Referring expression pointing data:
= Beginning of Section =

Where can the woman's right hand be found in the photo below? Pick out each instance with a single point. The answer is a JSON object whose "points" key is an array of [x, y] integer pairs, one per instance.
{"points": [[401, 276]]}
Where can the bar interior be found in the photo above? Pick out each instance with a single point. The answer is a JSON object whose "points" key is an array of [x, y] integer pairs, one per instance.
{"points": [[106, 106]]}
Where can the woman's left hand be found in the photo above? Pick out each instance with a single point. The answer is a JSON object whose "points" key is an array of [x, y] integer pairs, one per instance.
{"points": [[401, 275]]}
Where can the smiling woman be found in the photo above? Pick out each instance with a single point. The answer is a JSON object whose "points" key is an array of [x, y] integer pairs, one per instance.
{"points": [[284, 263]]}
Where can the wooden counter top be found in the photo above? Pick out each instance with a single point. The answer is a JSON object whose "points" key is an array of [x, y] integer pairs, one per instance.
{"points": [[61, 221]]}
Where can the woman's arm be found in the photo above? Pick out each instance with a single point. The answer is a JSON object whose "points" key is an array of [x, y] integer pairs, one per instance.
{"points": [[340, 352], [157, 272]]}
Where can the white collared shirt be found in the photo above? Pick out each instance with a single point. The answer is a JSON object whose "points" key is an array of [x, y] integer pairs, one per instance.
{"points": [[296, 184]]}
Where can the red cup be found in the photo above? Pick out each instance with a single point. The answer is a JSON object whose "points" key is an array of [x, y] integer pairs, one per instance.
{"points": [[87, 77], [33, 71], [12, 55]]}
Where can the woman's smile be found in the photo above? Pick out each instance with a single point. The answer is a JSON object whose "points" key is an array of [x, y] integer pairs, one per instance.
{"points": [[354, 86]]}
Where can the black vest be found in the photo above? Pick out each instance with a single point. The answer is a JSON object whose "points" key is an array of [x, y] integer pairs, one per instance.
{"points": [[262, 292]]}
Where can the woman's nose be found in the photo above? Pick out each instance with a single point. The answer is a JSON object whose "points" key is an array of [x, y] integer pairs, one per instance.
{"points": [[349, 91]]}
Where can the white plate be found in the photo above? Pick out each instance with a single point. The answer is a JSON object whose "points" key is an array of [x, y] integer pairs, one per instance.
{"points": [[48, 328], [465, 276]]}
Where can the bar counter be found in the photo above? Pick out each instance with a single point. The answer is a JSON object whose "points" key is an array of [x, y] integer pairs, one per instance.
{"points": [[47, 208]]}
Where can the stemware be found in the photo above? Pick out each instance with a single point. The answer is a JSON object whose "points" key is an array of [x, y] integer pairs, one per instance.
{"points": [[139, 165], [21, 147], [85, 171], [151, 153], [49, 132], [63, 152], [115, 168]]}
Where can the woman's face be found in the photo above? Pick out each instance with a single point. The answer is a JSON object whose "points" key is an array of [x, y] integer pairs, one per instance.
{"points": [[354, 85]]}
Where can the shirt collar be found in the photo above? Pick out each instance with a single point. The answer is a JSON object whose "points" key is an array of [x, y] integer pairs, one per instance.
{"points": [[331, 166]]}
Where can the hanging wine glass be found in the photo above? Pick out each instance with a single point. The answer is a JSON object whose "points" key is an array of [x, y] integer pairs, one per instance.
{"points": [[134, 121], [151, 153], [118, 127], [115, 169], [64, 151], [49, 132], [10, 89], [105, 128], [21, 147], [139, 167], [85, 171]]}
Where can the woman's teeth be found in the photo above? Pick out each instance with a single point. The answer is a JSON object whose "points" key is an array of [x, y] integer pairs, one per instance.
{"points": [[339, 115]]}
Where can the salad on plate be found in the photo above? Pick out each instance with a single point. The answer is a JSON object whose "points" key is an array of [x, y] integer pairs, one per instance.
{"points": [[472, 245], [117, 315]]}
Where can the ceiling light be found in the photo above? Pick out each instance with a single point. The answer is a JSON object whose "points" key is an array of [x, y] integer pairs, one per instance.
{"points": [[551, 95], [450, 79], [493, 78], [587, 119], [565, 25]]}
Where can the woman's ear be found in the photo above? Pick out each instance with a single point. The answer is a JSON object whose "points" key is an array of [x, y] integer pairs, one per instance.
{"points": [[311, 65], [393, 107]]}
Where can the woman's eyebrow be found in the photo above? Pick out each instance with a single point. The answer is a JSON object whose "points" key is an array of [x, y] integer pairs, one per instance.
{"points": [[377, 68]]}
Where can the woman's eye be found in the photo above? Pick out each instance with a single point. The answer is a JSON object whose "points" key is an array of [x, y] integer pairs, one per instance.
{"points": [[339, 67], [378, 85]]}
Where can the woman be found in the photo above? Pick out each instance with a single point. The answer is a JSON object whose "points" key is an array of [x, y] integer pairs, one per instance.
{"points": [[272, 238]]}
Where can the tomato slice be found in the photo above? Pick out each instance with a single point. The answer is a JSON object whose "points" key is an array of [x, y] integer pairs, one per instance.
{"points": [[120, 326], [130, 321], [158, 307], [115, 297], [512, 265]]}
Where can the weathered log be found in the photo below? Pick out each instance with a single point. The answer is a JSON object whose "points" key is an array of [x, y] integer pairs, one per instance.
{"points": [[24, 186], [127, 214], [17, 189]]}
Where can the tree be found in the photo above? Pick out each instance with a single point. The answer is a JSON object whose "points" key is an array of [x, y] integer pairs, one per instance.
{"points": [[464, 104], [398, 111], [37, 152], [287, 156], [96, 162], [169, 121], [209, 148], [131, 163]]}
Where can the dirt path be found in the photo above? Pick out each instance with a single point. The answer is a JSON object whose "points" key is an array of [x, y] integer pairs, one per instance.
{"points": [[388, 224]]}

= End of Section =
= Beginning of Section =

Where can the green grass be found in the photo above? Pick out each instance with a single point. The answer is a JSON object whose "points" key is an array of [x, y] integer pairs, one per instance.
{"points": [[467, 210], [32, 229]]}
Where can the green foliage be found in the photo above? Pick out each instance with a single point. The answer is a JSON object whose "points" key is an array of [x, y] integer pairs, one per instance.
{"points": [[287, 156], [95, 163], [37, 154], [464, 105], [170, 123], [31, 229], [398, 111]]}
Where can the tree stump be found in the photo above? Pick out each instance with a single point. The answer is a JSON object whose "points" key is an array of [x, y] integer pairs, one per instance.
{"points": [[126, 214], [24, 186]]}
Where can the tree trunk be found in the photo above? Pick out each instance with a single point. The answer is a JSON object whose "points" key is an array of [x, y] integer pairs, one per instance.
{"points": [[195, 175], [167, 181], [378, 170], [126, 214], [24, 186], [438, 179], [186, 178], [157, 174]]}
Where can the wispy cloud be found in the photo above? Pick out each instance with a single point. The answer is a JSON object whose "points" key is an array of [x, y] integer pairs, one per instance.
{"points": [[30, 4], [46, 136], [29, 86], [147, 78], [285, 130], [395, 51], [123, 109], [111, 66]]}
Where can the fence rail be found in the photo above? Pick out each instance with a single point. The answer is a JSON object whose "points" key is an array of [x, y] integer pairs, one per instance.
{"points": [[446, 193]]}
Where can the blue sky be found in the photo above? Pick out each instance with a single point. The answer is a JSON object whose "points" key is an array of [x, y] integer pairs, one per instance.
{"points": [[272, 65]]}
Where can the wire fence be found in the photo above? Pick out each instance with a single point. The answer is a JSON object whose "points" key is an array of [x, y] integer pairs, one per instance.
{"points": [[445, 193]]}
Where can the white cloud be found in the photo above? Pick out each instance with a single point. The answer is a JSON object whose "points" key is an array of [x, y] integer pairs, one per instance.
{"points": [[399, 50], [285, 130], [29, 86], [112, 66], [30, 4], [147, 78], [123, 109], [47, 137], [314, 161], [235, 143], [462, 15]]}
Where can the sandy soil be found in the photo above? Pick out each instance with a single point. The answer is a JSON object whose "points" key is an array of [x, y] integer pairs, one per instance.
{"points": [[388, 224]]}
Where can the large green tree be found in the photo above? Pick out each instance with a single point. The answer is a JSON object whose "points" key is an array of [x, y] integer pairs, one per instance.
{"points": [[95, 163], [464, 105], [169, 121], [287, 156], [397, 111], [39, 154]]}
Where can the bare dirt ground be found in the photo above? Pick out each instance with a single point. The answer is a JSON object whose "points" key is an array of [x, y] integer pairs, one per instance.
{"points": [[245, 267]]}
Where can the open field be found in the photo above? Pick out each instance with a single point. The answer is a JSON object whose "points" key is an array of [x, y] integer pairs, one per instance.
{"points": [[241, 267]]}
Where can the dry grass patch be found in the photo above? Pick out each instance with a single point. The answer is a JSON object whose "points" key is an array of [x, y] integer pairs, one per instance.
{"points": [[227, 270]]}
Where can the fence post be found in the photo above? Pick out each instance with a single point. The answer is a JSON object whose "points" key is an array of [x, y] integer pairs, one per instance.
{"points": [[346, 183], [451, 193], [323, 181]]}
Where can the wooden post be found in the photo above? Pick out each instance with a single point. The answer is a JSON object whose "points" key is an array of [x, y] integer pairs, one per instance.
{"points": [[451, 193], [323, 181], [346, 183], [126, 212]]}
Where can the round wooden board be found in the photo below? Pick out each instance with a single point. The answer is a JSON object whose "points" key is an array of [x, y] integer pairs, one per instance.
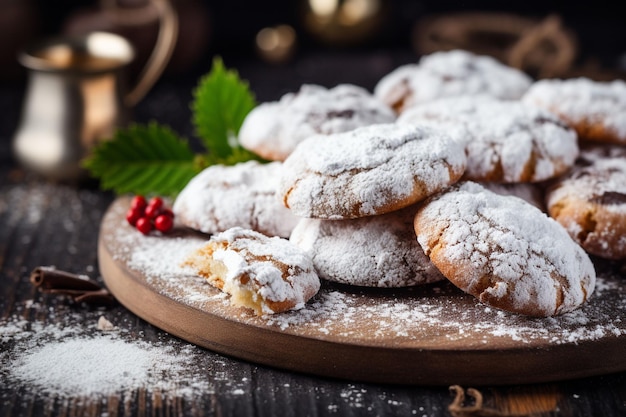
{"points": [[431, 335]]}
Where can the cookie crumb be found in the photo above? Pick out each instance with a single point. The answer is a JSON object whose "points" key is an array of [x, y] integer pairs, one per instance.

= End of Section =

__What you should do__: Reproduce exactly the lines above starting at the line containing "Where can the wooden post" and ending at the line containing "Where can the cookie", including both, but not the pictures.

__Output for this exercise__:
Where can the wooden post be found in the photo above? Pick out each instance with a single point. The answer is a JSON object whose "points" key is an array of [x, y] integer pairs, one per instance.
{"points": [[451, 193], [323, 181], [346, 183], [126, 212]]}
Where can the round wooden board be found in the photo below? Pick out each instance with a single point. The answer is a JSON object whose "points" key is an array of [x, y] integer pairs, one per instance.
{"points": [[431, 335]]}
Where can the cookie crumb be found in the photo above? Pick out each instance with a single point. The answer is a JSON object whose "points" key is an array of [x, y] integer pairs, one per instance.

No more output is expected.